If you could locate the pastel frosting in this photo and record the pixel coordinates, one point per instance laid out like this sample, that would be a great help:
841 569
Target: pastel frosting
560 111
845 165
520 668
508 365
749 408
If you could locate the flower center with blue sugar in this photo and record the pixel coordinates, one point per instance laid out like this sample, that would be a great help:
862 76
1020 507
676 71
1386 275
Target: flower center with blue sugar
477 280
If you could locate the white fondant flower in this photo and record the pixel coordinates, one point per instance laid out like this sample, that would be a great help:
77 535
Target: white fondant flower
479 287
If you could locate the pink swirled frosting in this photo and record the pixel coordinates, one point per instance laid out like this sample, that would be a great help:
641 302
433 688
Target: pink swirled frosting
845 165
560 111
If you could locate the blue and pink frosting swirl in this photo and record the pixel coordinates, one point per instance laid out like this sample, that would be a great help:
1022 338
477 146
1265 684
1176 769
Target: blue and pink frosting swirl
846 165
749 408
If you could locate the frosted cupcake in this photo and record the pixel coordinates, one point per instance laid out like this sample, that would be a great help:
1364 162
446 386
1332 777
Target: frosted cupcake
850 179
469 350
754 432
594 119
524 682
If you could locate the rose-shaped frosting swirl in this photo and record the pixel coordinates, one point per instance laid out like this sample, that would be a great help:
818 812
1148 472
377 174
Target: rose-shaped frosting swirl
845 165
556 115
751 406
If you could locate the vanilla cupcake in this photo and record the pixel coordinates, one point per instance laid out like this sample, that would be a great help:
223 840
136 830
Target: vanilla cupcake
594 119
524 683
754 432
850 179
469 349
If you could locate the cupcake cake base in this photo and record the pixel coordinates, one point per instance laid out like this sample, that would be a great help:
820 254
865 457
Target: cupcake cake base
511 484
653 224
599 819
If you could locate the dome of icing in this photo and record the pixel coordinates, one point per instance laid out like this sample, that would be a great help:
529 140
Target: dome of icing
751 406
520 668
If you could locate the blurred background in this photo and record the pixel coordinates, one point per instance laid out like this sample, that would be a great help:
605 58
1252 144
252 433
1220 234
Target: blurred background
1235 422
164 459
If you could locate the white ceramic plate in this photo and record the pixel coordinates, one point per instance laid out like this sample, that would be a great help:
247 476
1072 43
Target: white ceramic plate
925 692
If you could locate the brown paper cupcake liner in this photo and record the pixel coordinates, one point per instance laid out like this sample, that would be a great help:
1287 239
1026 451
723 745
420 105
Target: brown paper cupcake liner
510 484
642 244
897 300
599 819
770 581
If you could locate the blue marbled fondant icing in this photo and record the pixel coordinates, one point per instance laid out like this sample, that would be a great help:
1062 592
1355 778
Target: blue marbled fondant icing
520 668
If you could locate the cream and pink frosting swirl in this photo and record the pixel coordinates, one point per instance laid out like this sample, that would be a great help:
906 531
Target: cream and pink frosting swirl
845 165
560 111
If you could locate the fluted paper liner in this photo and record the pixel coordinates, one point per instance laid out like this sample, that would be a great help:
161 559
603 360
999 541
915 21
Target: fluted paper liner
^^^^^^^^
> [Request] Quote the data in full, keeping each word unchanged.

> [Correct result]
If you could locate the pastel frosting in this photo and record the pixel coordinates, one point per instance laid out like this sample, that would be a great help:
841 569
Target: pastel frosting
560 111
845 165
520 668
508 365
749 408
If you could locate the flower center with blue sugar in this photo and record the pixel coordinates, one point per instance laid out like this sample, that would be a great help:
862 76
1020 507
676 71
1386 275
Target: flower center with blue sugar
477 280
If you could locate the white fondant flower in this photo and record the pixel coordinates, one point per instance laid out like this sample, that would be a great help:
77 535
Target: white fondant flower
479 287
If you could locate the pink swirled frosting in this photo and record the pixel coordinates, one point per instance laid out like this sample, that would be a great help:
641 302
433 688
Target: pink swirled frosting
845 165
560 111
If you could locate the blue and pink frosting swirl in this photo and record the pixel coordinates, one point per instance laid out like this sample, that would be a great help:
1022 338
477 146
1265 684
1176 769
Target: blue and pink frosting swirl
846 165
749 408
If you could locate the frosted cupcake in this photo and record the pixel coordinates, one point per instance laid out like this sample, that would be a great help:
1364 162
446 386
1332 777
Target: frosted cupcake
850 179
469 350
754 432
594 119
524 682
If you could locate the rose-shaped frosting swirl in this photo and record the pixel coordinates, one point per instance laid out like this sample, that would be a great help:
818 812
1148 472
377 174
Target: rose-shaped frosting swirl
845 165
556 115
751 406
If you could locate the vanilla cupcake in this photo and record the pixel coordinates, one point per instance laid out like this sample, that would be a great help:
223 840
136 830
Target: vanilla cupcake
594 119
524 683
754 432
850 179
469 349
If you could locate the cupcake cake base in this photo and record the pixel coordinates, one point per instance laid out like this sample, that would be a great help:
820 254
865 457
Target: cupcake cake base
511 484
653 224
599 819
If you could locate the dome of icing in this photo and record the pixel coordinates, one point per instance laid out like this sample, that would be a great help:
529 140
Target: dome of icing
751 406
520 668
If you could locate the blurred background in this photo and record the pixel coordinates, one point per instance laid out like this sample, that would be a great help:
605 58
1252 144
252 433
1220 234
Target: blurred background
1235 422
164 459
If you could locate the white ceramic plate in this photo and record the pixel coordinates, one point per instance laid out like this sample, that would be a great help:
247 476
1072 43
Target: white ceramic plate
925 692
If you could locate the brown paper cupcake liner in this photo and record the pixel coordinates, one point per instance laid out like this sample, that would be a great help:
1287 239
1026 451
723 745
420 105
Target: brown paper cupcake liner
510 484
642 244
897 300
599 819
770 581
If you could locate the blue marbled fondant icing in this photo and record the pixel coordinates, one point per instance laid out like this sample, that would be a great help:
1062 592
1355 778
Target: blue marbled fondant icing
520 668
If you could locate the cream and pink frosting swirl in this photo and record the pixel coordinates, one point per instance laid out like this sample, that would be a great help:
906 531
Target: cream and pink frosting swirl
845 165
560 111
If you could locate the fluted paper liner in this photo and record the pixel coordinates, one point per instance laid out like this sample, that would be a great help:
161 559
603 360
999 541
915 21
Target: fluted paper liner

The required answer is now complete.